◆ **Exercise brief**
Rewrite the material from the line that has "Locate every instance of the horizontal" through its final line, keeping every line in place. Shift each coordinate by adding 122 to it.

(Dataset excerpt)
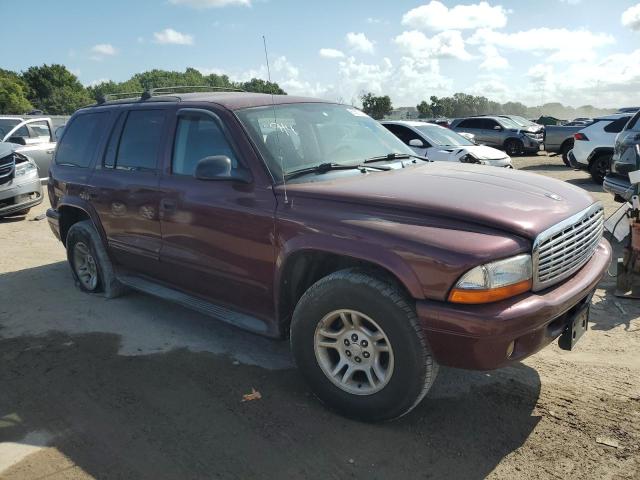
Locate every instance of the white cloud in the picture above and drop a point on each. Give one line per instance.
(103, 49)
(171, 36)
(437, 16)
(359, 42)
(492, 58)
(330, 53)
(556, 44)
(631, 17)
(211, 3)
(447, 44)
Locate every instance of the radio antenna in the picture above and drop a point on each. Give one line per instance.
(275, 120)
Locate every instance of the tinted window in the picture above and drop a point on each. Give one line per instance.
(40, 130)
(198, 136)
(403, 133)
(617, 125)
(140, 140)
(633, 123)
(471, 123)
(80, 139)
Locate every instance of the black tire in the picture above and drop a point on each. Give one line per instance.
(599, 167)
(84, 234)
(513, 147)
(566, 148)
(414, 368)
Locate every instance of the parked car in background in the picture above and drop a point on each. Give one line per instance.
(377, 264)
(559, 139)
(523, 122)
(593, 145)
(442, 144)
(34, 137)
(501, 132)
(20, 187)
(626, 158)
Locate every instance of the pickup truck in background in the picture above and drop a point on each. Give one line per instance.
(559, 139)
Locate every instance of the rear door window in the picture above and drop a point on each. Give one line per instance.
(78, 144)
(471, 123)
(198, 136)
(140, 140)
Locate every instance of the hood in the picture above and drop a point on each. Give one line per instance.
(482, 152)
(522, 203)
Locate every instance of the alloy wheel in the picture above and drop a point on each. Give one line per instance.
(353, 352)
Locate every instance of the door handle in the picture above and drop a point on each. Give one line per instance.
(168, 205)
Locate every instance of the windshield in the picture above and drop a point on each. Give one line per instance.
(443, 137)
(6, 124)
(508, 123)
(309, 134)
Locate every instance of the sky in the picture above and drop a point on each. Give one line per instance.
(577, 52)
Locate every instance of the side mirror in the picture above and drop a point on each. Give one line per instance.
(18, 140)
(219, 167)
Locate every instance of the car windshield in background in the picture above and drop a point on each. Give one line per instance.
(443, 137)
(303, 135)
(508, 123)
(6, 124)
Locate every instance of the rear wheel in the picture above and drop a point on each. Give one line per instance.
(357, 341)
(514, 147)
(599, 167)
(89, 261)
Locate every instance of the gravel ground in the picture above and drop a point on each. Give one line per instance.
(140, 388)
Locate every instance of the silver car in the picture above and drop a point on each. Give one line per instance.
(33, 137)
(501, 132)
(20, 186)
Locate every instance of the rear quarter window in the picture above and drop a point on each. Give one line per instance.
(617, 125)
(80, 139)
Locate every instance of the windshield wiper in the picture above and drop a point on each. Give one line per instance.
(395, 156)
(327, 167)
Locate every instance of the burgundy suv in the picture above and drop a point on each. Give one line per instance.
(294, 217)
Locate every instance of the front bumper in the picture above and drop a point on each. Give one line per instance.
(618, 186)
(477, 336)
(19, 195)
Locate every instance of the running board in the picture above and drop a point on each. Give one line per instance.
(227, 315)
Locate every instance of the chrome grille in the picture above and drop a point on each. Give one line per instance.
(564, 248)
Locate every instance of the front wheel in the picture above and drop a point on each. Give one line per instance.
(514, 147)
(357, 340)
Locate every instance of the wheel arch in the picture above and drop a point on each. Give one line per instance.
(72, 212)
(299, 268)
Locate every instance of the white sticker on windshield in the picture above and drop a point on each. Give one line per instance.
(356, 113)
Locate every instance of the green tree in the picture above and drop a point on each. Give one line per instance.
(424, 110)
(13, 99)
(55, 90)
(377, 107)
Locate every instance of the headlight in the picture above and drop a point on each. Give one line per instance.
(494, 281)
(468, 158)
(25, 168)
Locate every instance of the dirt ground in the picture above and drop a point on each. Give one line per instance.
(140, 388)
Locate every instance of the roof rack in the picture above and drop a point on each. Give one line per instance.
(152, 92)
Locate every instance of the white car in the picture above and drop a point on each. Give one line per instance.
(593, 145)
(441, 144)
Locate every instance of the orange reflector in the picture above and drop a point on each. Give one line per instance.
(487, 296)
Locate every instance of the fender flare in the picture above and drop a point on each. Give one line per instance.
(346, 247)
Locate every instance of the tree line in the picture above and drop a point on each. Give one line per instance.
(54, 90)
(464, 105)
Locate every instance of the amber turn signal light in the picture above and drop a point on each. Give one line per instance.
(474, 296)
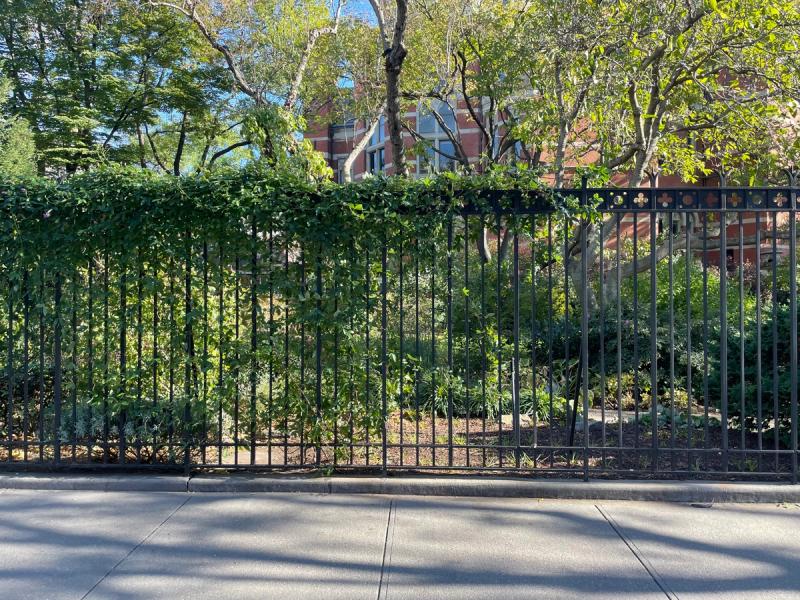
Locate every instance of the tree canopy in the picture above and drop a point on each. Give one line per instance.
(189, 85)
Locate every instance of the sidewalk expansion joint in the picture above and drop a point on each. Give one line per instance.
(135, 548)
(648, 566)
(388, 546)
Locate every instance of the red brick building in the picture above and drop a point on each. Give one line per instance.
(336, 143)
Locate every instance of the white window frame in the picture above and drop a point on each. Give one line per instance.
(376, 147)
(435, 138)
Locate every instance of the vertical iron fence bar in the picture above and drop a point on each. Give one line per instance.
(171, 363)
(534, 339)
(221, 344)
(318, 352)
(90, 352)
(271, 370)
(106, 294)
(123, 350)
(551, 416)
(742, 377)
(57, 392)
(584, 375)
(384, 354)
(155, 350)
(484, 361)
(254, 275)
(706, 422)
(367, 403)
(636, 397)
(618, 284)
(286, 354)
(759, 390)
(450, 409)
(793, 313)
(10, 371)
(571, 410)
(688, 261)
(335, 403)
(671, 333)
(351, 356)
(654, 323)
(40, 416)
(417, 349)
(723, 322)
(236, 356)
(467, 396)
(139, 347)
(401, 353)
(206, 361)
(499, 347)
(774, 318)
(602, 327)
(336, 363)
(26, 308)
(303, 319)
(515, 359)
(433, 354)
(188, 388)
(75, 361)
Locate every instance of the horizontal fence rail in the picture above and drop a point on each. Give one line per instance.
(654, 334)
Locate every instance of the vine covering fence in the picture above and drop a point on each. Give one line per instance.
(456, 324)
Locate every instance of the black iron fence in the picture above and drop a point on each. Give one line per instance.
(653, 334)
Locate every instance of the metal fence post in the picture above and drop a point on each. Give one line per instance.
(793, 310)
(585, 327)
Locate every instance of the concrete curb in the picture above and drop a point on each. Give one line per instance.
(658, 491)
(96, 483)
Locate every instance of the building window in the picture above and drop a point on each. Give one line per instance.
(340, 171)
(376, 162)
(440, 152)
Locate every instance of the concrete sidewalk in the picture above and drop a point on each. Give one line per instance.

◆ **Correct response**
Locate every instance of the horizontal fence rail in the picture above and drop a point on each. Give one line per instance.
(776, 456)
Locate every instance of the vine covering fence in the picture above and drop a point on each. Give one line per instance.
(578, 446)
Locate every instance of the black iron fence in the picture above and drop a point on each. Give one line per instance.
(775, 456)
Locate every instance of the metal fence post in the picture above and drop a point on each. Give one line per instance.
(915, 432)
(707, 449)
Locate every instance of the concrete curb in the picture above and drop a point on each. Give one line per instance.
(780, 613)
(218, 605)
Locate every instance of the building window in the picture above and drop a point on each. Give one line per instance.
(462, 293)
(498, 284)
(562, 274)
Locate every instance of the concrete sidewalk in the picture above and drop a point on each. Give one line per instance.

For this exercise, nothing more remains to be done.